▸ TASK TO COMPLETE:
Copy out the entries word for word, from the line with "find the sky" through the final line of the entries.

Saved data entries
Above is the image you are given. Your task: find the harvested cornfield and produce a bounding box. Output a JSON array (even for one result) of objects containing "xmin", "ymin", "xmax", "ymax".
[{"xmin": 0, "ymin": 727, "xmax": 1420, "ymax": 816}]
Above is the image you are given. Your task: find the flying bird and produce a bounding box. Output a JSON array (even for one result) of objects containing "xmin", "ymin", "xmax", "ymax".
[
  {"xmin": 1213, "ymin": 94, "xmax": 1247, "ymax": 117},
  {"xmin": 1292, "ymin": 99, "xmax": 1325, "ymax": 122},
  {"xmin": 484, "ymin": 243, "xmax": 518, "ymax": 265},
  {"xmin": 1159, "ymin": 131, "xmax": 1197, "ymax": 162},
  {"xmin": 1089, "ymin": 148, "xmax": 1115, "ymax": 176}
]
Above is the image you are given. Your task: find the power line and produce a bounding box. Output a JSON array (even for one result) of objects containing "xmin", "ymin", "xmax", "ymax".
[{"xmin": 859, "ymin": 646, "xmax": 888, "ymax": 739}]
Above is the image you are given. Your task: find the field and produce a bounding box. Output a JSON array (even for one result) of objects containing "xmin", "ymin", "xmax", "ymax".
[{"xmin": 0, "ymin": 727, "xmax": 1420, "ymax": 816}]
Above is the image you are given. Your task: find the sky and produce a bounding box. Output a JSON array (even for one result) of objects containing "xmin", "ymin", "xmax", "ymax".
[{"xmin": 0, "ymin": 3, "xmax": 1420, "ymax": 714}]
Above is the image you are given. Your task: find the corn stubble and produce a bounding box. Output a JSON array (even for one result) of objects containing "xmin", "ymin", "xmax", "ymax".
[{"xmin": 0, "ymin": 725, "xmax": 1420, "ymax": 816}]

▸ EXERCISE ANSWER:
Above is the image you are given. Your task: find the sky and produce a bounding box. Output a JSON array (even for one result) of objects containing "xmin", "ymin", "xmax", "ymax".
[{"xmin": 0, "ymin": 3, "xmax": 1420, "ymax": 714}]
Above is the image you are given. Your task: find the corn stubble and produce a bounding box. Output a JSON array (even for one result) of objects containing "xmin", "ymin", "xmax", "ymax".
[{"xmin": 0, "ymin": 725, "xmax": 1420, "ymax": 816}]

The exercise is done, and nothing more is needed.